- _Data supplied_
::::

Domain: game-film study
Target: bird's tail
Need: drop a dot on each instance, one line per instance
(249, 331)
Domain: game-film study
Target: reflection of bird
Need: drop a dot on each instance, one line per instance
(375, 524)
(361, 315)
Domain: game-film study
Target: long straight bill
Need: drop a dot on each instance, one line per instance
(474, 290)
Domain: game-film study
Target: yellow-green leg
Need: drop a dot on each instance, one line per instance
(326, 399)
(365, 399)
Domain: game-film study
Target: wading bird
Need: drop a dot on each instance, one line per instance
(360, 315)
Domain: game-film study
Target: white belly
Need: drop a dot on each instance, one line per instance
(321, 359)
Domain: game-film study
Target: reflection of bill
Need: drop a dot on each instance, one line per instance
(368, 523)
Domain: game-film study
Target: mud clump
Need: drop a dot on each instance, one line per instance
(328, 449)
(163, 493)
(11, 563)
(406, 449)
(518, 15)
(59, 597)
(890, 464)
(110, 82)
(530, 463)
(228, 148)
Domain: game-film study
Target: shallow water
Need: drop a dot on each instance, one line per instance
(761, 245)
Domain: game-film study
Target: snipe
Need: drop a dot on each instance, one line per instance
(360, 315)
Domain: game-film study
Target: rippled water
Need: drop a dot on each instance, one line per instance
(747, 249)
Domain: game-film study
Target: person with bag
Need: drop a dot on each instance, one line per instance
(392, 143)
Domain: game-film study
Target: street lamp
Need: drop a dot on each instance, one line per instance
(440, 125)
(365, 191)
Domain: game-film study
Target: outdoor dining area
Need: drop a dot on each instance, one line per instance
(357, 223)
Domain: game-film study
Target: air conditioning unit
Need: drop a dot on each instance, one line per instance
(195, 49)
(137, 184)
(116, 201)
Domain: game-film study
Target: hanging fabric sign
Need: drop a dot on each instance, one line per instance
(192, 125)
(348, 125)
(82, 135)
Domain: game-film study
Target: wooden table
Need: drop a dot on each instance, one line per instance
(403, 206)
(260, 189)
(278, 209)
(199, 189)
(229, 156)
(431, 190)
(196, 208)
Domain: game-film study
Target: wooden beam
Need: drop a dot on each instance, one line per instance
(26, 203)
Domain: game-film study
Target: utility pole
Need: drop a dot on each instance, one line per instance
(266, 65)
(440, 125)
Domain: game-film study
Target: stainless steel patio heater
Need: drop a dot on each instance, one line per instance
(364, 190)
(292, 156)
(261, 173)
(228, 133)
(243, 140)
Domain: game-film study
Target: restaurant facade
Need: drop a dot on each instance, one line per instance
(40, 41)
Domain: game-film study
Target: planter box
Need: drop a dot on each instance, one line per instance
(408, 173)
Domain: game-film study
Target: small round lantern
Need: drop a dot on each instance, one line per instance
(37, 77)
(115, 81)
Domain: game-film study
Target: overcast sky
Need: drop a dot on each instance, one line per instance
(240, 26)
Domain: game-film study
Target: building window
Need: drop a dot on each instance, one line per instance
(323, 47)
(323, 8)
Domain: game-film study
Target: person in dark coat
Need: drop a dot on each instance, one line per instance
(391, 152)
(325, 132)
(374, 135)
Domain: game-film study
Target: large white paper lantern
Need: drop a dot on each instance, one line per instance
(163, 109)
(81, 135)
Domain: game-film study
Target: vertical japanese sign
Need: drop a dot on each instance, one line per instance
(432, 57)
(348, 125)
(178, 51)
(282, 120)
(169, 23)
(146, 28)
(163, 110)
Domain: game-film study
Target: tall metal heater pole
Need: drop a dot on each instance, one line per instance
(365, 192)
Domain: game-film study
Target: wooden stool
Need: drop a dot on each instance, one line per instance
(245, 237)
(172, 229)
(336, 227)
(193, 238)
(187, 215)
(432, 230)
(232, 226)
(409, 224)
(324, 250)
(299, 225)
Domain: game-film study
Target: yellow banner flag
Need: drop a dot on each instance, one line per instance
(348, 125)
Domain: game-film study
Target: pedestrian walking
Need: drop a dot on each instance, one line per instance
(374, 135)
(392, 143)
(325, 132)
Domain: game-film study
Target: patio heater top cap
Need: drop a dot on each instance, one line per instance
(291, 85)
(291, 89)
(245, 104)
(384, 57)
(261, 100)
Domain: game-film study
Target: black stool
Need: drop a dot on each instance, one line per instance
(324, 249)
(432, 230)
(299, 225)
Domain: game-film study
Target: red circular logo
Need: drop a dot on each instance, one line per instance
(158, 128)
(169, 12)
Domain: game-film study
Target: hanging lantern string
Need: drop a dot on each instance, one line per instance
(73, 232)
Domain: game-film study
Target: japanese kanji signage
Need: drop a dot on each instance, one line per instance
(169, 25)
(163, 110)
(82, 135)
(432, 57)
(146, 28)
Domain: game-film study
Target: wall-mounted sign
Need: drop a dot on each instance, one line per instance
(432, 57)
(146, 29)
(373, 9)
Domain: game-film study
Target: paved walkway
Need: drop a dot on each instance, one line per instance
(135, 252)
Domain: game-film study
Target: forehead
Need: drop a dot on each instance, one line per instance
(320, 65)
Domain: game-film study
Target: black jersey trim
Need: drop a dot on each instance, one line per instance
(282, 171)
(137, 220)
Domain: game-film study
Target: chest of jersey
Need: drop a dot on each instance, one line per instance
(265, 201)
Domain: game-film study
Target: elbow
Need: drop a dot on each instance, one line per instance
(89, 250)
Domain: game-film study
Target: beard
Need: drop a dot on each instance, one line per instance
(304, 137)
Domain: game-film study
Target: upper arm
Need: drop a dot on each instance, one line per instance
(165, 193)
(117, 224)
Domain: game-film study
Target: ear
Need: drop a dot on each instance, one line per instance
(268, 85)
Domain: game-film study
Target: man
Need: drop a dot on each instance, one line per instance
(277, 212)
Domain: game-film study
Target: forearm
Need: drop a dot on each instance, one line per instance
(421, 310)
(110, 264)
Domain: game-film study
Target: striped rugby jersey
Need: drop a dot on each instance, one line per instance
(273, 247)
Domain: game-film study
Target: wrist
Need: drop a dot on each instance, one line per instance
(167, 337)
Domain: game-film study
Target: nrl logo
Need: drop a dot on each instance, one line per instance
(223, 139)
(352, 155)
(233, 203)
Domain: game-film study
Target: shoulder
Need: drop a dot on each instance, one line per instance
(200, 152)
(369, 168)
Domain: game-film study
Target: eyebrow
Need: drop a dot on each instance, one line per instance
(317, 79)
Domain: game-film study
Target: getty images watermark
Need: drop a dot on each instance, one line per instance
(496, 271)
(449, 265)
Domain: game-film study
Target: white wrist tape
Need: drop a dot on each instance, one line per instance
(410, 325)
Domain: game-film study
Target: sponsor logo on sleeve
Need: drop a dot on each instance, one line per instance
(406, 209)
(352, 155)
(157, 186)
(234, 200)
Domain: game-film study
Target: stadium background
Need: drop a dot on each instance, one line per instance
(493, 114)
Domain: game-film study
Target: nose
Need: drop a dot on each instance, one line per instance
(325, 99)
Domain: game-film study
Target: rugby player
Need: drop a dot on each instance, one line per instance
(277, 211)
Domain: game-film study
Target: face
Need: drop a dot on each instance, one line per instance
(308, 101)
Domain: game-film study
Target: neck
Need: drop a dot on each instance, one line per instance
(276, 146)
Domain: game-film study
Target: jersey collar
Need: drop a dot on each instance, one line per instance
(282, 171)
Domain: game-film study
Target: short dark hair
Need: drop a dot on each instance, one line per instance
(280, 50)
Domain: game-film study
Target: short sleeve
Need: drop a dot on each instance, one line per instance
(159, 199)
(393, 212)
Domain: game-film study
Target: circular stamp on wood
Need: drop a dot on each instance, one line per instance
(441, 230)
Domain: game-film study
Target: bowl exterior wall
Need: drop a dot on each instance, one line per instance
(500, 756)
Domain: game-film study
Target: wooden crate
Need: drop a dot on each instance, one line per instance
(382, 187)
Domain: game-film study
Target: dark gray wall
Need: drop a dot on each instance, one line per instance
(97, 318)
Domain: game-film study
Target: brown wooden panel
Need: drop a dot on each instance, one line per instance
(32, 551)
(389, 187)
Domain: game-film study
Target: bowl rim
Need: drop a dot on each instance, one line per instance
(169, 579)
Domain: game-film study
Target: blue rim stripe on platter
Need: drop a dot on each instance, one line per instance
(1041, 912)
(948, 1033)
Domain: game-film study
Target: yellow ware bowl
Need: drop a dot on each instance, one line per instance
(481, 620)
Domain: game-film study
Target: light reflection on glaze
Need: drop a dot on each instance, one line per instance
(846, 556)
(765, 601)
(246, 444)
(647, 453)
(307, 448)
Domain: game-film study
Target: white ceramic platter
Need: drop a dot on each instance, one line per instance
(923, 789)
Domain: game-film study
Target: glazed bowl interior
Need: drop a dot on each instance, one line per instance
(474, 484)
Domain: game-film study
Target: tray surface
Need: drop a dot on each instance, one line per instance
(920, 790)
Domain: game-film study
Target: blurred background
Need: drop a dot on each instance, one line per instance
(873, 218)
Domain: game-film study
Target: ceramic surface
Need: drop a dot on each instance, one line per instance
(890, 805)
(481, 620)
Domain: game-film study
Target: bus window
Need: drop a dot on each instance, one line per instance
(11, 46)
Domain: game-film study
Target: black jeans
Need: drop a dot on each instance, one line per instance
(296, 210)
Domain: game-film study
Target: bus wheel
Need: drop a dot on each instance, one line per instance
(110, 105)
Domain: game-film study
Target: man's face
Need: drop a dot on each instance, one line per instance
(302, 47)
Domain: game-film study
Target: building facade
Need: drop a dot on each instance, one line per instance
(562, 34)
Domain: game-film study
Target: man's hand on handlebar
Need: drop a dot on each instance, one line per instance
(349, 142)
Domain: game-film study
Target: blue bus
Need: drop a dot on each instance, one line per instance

::::

- _Set exercise_
Locate each line in the entries above that contains the string "heater", and copy those lines out in full.

- _Written solution_
Target: stainless steel patio heater
Target: tall metal heater pole
Target: patio heater top cap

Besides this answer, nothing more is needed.